++++ Data for analysis ++++

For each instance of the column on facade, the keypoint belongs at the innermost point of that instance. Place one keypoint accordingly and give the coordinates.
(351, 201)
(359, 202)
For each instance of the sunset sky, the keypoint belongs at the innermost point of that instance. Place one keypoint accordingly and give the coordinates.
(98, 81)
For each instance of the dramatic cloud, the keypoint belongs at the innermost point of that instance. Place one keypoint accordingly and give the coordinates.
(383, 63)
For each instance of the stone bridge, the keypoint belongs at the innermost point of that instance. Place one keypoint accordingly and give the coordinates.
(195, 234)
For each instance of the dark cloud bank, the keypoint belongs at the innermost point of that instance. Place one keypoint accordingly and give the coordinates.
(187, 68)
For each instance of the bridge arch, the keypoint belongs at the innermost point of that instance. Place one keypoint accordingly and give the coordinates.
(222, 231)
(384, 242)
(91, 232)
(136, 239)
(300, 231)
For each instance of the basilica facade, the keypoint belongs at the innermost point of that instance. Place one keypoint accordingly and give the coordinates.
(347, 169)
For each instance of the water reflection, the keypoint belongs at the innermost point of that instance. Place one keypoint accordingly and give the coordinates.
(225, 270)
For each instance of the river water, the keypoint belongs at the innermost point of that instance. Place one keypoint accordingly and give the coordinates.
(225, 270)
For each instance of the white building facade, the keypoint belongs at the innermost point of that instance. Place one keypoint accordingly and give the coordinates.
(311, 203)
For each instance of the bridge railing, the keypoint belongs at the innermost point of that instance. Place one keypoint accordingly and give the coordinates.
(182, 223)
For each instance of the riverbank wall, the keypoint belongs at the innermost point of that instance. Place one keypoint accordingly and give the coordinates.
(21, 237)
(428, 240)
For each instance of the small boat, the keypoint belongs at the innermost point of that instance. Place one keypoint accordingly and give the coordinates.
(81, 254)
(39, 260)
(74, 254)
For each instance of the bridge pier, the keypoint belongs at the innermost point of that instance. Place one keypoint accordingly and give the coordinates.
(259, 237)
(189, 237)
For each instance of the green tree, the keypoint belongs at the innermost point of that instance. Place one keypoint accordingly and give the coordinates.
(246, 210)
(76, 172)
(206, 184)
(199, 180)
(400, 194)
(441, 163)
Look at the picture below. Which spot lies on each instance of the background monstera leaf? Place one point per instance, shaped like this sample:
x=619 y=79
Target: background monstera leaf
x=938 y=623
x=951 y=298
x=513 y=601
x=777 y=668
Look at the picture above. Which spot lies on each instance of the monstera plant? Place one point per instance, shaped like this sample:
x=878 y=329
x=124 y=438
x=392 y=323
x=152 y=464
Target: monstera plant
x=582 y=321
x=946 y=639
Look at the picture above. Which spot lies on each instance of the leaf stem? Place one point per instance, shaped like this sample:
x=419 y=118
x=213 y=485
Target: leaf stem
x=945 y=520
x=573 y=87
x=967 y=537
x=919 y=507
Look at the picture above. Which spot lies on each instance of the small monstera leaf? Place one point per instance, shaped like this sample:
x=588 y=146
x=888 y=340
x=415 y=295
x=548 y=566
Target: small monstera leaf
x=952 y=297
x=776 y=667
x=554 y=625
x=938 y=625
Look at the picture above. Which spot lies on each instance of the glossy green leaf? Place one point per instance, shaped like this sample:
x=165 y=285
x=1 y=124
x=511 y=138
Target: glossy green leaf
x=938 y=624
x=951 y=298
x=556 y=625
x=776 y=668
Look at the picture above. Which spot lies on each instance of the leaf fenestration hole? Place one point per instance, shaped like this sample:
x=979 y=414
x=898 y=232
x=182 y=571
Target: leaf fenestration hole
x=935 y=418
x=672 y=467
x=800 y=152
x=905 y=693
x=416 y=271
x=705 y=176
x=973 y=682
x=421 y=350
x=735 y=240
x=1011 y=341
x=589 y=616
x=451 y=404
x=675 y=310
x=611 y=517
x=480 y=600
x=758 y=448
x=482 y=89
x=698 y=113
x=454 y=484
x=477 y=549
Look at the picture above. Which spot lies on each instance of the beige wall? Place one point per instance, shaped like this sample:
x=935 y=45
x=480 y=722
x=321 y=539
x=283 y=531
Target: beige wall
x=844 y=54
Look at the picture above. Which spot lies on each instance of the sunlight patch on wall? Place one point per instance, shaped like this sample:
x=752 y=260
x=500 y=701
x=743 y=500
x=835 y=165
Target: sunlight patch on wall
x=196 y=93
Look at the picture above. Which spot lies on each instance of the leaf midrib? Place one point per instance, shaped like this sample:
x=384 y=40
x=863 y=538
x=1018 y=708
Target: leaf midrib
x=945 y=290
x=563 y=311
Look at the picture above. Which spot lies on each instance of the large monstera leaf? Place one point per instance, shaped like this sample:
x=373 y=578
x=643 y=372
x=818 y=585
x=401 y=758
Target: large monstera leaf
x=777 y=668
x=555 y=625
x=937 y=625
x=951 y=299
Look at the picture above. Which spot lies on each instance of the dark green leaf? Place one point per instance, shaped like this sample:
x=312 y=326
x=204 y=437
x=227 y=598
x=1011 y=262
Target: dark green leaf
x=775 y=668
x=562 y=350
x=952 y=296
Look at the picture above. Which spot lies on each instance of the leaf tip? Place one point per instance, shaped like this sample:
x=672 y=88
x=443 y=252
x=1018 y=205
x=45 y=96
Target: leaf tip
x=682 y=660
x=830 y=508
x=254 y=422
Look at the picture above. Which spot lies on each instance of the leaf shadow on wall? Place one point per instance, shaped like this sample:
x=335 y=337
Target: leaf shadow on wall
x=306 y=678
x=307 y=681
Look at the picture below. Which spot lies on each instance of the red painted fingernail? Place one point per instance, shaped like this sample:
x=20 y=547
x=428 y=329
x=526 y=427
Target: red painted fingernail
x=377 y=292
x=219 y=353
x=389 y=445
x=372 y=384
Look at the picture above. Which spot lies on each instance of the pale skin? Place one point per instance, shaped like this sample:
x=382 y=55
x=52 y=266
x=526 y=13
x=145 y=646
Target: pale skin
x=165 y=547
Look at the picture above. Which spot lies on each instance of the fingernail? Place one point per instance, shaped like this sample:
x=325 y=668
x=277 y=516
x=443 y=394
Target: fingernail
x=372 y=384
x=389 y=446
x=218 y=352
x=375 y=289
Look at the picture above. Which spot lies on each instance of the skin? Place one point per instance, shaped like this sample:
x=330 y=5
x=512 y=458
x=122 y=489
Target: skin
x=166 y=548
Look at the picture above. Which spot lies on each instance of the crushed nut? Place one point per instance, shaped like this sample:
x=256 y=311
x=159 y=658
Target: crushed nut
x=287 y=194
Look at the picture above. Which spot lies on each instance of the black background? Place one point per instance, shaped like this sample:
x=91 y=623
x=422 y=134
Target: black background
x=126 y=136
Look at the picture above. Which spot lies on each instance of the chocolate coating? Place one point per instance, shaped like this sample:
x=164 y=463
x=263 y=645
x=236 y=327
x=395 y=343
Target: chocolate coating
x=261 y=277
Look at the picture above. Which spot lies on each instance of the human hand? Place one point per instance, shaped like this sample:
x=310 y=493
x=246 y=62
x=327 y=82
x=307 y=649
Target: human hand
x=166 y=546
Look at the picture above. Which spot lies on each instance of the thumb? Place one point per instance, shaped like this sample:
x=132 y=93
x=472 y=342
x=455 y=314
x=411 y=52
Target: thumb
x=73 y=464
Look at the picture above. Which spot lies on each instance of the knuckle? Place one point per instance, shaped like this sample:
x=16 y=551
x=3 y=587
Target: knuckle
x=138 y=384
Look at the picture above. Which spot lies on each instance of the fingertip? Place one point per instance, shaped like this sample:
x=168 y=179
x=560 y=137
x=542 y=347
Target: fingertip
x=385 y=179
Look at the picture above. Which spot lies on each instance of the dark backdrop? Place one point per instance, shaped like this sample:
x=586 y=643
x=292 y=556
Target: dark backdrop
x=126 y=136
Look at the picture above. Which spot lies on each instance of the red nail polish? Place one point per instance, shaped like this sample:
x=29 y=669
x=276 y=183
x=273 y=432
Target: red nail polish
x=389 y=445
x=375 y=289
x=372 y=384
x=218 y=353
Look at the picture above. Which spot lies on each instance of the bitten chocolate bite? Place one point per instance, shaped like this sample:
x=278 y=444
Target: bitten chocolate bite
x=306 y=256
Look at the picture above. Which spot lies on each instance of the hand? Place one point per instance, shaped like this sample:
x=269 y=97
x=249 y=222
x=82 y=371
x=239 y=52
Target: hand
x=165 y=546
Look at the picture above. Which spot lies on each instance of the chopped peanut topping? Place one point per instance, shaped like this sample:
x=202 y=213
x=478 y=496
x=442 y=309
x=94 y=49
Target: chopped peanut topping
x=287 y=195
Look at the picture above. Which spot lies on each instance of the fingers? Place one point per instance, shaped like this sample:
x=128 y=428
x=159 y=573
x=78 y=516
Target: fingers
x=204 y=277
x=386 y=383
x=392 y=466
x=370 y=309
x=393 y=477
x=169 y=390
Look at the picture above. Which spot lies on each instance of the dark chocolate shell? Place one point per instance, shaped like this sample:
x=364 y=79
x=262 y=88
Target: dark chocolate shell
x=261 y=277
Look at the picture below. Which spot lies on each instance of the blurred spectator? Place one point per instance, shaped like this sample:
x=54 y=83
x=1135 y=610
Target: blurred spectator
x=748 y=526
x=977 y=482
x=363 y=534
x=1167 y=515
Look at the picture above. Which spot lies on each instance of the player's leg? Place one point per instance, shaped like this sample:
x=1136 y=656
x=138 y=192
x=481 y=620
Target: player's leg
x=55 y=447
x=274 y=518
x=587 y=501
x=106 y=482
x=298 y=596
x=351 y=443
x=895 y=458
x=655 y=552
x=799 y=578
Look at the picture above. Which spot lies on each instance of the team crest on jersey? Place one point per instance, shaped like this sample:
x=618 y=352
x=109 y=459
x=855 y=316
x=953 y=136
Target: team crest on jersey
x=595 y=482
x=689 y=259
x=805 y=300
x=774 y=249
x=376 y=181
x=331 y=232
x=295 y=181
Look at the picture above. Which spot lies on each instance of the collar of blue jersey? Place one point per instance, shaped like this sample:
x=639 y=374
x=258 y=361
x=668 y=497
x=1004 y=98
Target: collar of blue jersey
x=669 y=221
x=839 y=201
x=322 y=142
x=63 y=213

++++

Beginning at the line above that contains "the dark chocolate", return each line exactly through the line that contains "x=855 y=316", and no others.

**Response to this exercise**
Look at the picture above. Which spot lies on each instance of the dark chocolate shell? Place one point per instance, shaped like this sample:
x=364 y=79
x=262 y=88
Target: dark chocolate shell
x=261 y=277
Look at the picture below. Which spot lies on each instance of the blurred spectator? Place one point per instance, shaped like this sample:
x=54 y=83
x=1135 y=610
Target: blurred spectator
x=748 y=526
x=977 y=482
x=363 y=534
x=1167 y=515
Look at the picture above. Which spot lies on each instance of the player's leg? Place one point per instance, shaped like this sample:
x=1136 y=656
x=138 y=192
x=481 y=620
Target: player's leg
x=55 y=447
x=274 y=518
x=587 y=501
x=106 y=482
x=298 y=596
x=351 y=443
x=895 y=458
x=655 y=552
x=799 y=578
Look at the picture above. Which spot lies on each instance of the team crest on jersey? Place one point per instance, shaped like this sample:
x=618 y=352
x=109 y=459
x=855 y=316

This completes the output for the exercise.